ПОКАЗАННЫЙ ОТРЫВОК:
········

Иисус неизвестный
Шрифт:
Мытари и блудницы впереди вас (праведников) идут в царство Божие (Мт. 20, 16), —
скажет Господь. Мытари, telonai, по Талмуду, — «те же разбойники». [516]
И к злодеям причтен (Мк. 15, 28), —
будет Сам Иисус. В сонме блудниц и мытарей, Он — «злодей» среди злодеев, «отверженный» среди отверженных, «проклятый» среди проклятых.
Этот народ — невежда в законе; проклят он (Ио. 7, 49), —
скажут люди закона о всех идущих за Иисусом, «беззаконником». Проклят «темный народ», am haarez, — вот это-то «проклятье» и будет Благословением, Блаженством, по закону «опрокинутого мира» — царства Божия.
516
Osk. Holtzmann, Christus, 1922, S. 123.
Равенство
Кто имеет, тому дано будет, и приумножится; а кто не имеет, у того отнимется и то, что имеет (Мт. 12, 12), —
вот для меры сил человеческих невыносимая, возмутительная, душу переворачивающая, несправедливость, неравенство, — как бы нарочно в лицо всей человеческой справедливости брошенный вызов.
В этом смысле, не только вся Нагорная проповедь, все учение Христа, но и вся Его жизнь, — не что иное, как опрокинутый закон. Мир будет спасен величайшим из всех злодеяний — Богоубийством Голгофским: Крест — всех опрокинутых законов, перевернутых справедливостей венец.
Сколько бы ни доказывал Кант, что христианство есть «учение нравственное», прежде всего, — с тем же, если не с большим, правом могут доказывать другие, что христианство «безнравственно». Главное во всякой и в собственной Кантовой этике — «категорический императив» долга, а в Нагорной проповеди тот же императив опрокинут. Нет, уж если говорить о нравственности, то все религии, от Моисеева Закона до Ислама, все философии, от Сократовой до Кантовой, подводят более широкое и твердое, потому что более общедоступное, в меру человеческих сил осуществимое, основание под нравственность, нежели христианство, с его нечеловеческой безмерностью, таинственной «превратностью», уходом из трех измерений в четвертое, где «все наоборот». Самое шаткое из всех равновесий, конус, поставленный на острие, — вот что такое христианство. Дорого обошлось оно людям, — не слишком ли дорого? Но, прежде чем это решить, надо бы подумать: можно ли было меньшей ценой спасти погибающий мир?

········

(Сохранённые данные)
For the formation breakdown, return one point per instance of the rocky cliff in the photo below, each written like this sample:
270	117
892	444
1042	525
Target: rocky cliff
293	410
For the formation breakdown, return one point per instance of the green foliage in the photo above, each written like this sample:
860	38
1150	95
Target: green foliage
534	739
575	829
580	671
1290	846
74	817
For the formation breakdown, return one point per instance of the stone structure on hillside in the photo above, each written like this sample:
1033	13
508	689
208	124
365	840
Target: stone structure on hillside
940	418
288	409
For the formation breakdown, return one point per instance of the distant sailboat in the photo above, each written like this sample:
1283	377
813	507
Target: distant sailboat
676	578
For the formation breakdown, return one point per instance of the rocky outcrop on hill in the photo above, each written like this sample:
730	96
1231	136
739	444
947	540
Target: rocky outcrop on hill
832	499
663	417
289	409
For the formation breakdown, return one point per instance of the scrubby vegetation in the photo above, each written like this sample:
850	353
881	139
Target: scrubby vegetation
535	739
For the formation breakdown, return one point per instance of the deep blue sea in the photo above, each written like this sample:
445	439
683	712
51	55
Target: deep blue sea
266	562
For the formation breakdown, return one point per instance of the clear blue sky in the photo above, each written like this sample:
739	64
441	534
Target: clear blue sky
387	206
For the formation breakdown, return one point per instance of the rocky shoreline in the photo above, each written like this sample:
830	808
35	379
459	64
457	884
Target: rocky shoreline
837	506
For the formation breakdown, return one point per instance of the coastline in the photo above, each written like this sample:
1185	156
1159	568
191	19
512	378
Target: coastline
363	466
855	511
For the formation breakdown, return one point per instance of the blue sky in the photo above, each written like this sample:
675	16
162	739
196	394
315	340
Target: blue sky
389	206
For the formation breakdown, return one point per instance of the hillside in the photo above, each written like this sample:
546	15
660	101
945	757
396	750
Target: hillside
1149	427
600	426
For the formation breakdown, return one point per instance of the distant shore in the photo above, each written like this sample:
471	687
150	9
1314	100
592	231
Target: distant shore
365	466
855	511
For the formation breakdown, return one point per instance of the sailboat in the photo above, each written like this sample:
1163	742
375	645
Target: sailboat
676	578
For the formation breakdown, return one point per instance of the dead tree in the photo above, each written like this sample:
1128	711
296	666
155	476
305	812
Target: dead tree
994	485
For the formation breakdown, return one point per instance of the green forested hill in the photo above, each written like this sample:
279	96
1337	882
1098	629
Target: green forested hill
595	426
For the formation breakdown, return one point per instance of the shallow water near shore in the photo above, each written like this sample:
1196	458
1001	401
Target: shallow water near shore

········

ЗАДАНИЯ:
#1 Выпишите из отрывка об «опрокинутом законе» фрагмент от слов «Этот народ —» до слов «1922, S. 123.» включительно.
#2 Напишите продолжение отрывка об «опрокинутом законе», начав сразу после его последнего предложения.
Данные представляют собой отдельный материал и с отрывком не связаны.

ОТВЕТЫ К ЗАДАНИЯМ:
#1
Этот народ — невежда в законе; проклят он (Ио. 7, 49), —
скажут люди закона о всех идущих за Иисусом, «беззаконником». Проклят «темный народ», am haarez, — вот это-то «проклятье» и будет Благословением, Блаженством, по закону «опрокинутого мира» — царства Божия.
516
Osk. Holtzmann, Christus, 1922, S. 123.

#2
Детскую игрушку, ваньку-встаньку, напоминает человек, с тою лишь разницей, что у того человечка, игрушечного, свинцовый груз — в ногах, а у настоящего — в голове. Ваньку-встаньку нельзя опрокинуть, все подымается на ноги, а человека нельзя поднять, — все падает, как пал Адам, согрешив. Первородный грех и есть этот, к низу тянущий обратного ваньку-встаньку, свинцовый груз. Падшего в людях Адама поднять не может никакой закон, никакой императив, никакая нравственность. Чтоб это сделать, надо переместить в человеке центр тяжести. Это и делает Нагорная проповедь.
Не собирайте себе сокровищ на земле… но собирайте себе сокровища на небе…
Ибо, где сокровище ваше, там будет и сердце ваше. (Мт. 6, 19–21.)
Радуйтесь в тот день и веселитесь, ибо велика ваша награда на небесах. (Лк. 6, 22–23.)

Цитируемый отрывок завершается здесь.